→ Task instructions
Swap "innermost" for "central" in everything from the line containing "Annotation guideline: for each instance of the cloud" down to the end of the listing. Reproduce only those lines, with the rest unchanged.
╭─ Records to process
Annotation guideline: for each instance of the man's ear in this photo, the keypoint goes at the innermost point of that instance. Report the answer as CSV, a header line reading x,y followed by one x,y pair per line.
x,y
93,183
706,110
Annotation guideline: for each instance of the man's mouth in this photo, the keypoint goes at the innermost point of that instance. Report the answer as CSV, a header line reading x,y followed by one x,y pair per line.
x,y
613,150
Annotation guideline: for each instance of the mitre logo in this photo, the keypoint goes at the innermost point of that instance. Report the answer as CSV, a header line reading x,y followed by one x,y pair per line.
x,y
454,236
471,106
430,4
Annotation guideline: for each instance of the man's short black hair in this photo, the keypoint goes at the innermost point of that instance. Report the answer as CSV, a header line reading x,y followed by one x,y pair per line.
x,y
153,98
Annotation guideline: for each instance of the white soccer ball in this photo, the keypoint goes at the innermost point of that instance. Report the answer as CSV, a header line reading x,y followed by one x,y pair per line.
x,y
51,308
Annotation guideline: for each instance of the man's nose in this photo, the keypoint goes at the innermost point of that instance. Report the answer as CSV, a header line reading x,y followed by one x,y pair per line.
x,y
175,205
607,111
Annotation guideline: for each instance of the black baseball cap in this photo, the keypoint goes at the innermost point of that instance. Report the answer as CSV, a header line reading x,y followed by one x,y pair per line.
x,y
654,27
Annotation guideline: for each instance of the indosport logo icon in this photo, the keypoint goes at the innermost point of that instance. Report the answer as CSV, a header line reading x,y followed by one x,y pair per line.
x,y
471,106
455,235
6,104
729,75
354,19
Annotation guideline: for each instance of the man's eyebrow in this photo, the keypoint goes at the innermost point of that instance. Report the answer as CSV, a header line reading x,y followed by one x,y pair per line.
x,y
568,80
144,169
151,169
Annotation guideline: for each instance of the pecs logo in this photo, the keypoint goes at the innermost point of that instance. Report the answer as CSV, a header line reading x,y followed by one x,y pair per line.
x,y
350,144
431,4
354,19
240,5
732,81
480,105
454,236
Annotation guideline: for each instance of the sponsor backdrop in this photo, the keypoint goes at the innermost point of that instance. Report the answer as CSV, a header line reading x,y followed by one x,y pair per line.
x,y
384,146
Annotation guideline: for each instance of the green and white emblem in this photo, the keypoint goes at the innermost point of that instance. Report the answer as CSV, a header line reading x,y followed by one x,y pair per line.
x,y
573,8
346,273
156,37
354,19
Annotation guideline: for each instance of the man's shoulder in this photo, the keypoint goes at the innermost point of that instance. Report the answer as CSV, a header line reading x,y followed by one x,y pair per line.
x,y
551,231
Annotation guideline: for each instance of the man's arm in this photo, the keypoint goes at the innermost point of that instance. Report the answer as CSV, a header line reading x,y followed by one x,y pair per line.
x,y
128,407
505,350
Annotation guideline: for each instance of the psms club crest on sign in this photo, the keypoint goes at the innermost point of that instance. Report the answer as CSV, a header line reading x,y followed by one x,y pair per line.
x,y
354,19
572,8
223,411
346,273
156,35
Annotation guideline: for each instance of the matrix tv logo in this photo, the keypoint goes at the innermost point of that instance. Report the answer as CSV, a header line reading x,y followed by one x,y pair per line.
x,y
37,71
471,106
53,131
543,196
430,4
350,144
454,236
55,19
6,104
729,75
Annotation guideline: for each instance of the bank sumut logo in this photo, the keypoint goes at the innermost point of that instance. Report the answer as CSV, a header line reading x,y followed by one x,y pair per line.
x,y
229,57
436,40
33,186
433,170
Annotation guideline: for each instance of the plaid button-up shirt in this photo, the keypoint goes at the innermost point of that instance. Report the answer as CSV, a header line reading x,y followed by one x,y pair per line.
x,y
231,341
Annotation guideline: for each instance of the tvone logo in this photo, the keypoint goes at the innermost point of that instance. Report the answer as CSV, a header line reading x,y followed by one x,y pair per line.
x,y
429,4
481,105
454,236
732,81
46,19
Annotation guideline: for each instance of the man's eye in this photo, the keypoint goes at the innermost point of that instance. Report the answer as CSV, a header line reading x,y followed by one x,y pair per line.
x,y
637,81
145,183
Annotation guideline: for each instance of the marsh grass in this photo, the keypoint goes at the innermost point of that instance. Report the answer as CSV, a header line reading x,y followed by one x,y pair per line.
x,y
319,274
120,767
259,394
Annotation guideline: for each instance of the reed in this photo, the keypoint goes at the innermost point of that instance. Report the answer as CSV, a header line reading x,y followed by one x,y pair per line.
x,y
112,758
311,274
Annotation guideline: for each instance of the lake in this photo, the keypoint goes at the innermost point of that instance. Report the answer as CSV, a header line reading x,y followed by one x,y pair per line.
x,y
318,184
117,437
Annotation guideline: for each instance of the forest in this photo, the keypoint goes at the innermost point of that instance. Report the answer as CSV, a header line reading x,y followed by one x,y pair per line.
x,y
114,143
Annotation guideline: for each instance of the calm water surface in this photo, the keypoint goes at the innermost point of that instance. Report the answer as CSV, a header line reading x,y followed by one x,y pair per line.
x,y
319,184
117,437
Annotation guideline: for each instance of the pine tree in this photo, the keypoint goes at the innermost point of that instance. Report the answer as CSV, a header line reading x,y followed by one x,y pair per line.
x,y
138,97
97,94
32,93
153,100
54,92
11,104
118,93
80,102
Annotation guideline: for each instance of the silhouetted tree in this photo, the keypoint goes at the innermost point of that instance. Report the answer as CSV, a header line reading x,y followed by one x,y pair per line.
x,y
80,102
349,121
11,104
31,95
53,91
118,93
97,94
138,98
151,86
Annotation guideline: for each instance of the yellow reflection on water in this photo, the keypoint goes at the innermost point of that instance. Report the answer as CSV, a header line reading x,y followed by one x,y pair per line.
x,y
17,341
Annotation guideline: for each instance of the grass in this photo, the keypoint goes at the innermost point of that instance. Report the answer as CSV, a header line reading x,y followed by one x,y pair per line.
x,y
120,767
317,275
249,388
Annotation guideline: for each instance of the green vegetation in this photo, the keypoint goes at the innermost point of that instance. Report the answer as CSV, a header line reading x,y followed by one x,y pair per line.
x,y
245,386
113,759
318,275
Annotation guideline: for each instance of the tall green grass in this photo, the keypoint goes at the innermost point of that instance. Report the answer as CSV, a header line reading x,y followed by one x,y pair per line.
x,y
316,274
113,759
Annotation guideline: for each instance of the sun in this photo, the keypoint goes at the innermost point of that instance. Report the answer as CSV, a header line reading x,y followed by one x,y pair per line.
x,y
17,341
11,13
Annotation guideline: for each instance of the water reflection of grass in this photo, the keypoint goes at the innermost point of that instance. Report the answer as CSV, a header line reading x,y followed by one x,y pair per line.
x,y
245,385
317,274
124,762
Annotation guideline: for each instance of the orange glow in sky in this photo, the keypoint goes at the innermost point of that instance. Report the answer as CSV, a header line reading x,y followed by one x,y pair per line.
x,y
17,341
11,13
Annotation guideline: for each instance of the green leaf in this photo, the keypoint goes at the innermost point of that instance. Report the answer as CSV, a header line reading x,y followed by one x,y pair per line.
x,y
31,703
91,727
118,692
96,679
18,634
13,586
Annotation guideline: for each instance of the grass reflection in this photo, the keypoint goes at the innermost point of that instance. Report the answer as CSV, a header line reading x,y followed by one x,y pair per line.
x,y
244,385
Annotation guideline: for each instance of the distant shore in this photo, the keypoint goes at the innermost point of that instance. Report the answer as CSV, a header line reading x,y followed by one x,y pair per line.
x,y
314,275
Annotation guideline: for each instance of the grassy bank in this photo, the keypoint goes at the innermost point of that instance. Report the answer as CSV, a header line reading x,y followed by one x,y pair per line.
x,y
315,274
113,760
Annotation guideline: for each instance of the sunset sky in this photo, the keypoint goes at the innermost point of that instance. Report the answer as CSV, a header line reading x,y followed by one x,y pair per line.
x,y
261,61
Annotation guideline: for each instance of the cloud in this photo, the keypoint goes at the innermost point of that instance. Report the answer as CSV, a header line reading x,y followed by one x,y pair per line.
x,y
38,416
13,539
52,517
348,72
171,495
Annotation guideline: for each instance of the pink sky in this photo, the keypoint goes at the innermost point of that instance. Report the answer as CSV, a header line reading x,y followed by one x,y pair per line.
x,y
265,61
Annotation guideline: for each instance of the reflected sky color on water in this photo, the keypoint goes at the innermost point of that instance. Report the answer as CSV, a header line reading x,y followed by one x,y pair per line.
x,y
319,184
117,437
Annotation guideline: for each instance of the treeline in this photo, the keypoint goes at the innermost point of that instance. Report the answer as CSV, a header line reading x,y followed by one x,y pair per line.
╰─
→ Full solution
Annotation guideline: for each instance of the cloud in this photo, the keypoint goes at the central point of that instance. Report the answer as CSV, a header line reading x,y followed by one x,y pair per line.
x,y
38,416
13,539
52,517
348,72
171,495
Annotation guideline: for each instance of the pink sky in this photo, the keypoint goes at the central point of that instance. Report the answer as CSV, a header line reading x,y followed by one x,y pair per line.
x,y
265,61
Annotation guideline: for each instance of the reflected sky color on water in this photo, the keypoint goes at the central point of that instance. Report the answer as CSV, a header line reading x,y followed by one x,y pair per line.
x,y
319,184
117,437
Annotation guideline: for each instance of the treeline in this photo, the keypoint goes at the central point of that instance. Report the answer as CSV, a header line reading x,y followed by one x,y pair per line.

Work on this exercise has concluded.